Search Marketing Is Direct Marketing
By: Mike Moran
What catalogs and direct mail can teach
search marketers.
When I say the word "marketing,"
what do you think
of? Probably some kind of
advertising – maybe a TV commercial
for Coke. That's brand marketing, and
it's gotten the lion's share of attention
from marketers for decades.
Far fewer people are direct marketers
– the folks behind the catalogs and
mail solicitations that fill our mailboxes.
If you know any direct marketers,
you may want to hire them to run your
search marketing campaigns. Let's look
at the basics of direct marketing to find
out why.
The Name of the Game
Is Response
Direct marketing is truly measurable
marketing. Unlike most TV commercials,
every direct marketing message is
designed to evoke a response, such as
"call this number now" or "mail your
order form today." The return on direct
marketing investment is based on how
many customers respond to those messages.
A very successful direct marketing
campaign might sport a 4 percent response
rate; a failure, less than one-half
of 1 percent. Direct marketers make their
money by increasing response rates.

Provided material =>
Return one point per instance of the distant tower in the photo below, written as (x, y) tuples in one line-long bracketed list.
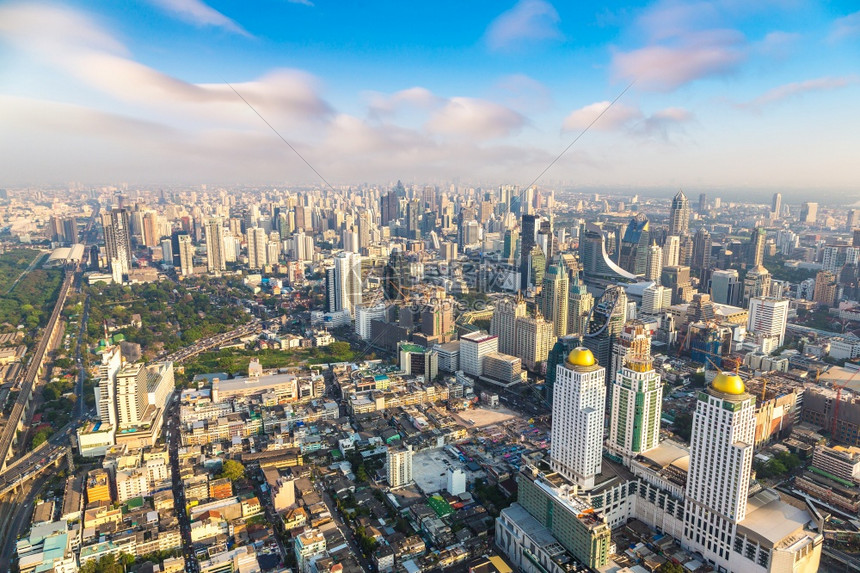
[(637, 398), (578, 409), (776, 206), (554, 298), (679, 215), (721, 454)]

Required actions =>
**a.** Give back the part of the article on search marketing that begins at the words "A very successful" and stops after "increasing response rates.".
**b.** List each named type of marketing that the article on search marketing discusses.

Solutions for each task =>
**a.**
A very successful direct marketing
campaign might sport a 4 percent response
rate; a failure, less than one-half
of 1 percent. Direct marketers make their
money by increasing response rates.

**b.**
- Search marketing
- Brand marketing
- Direct marketing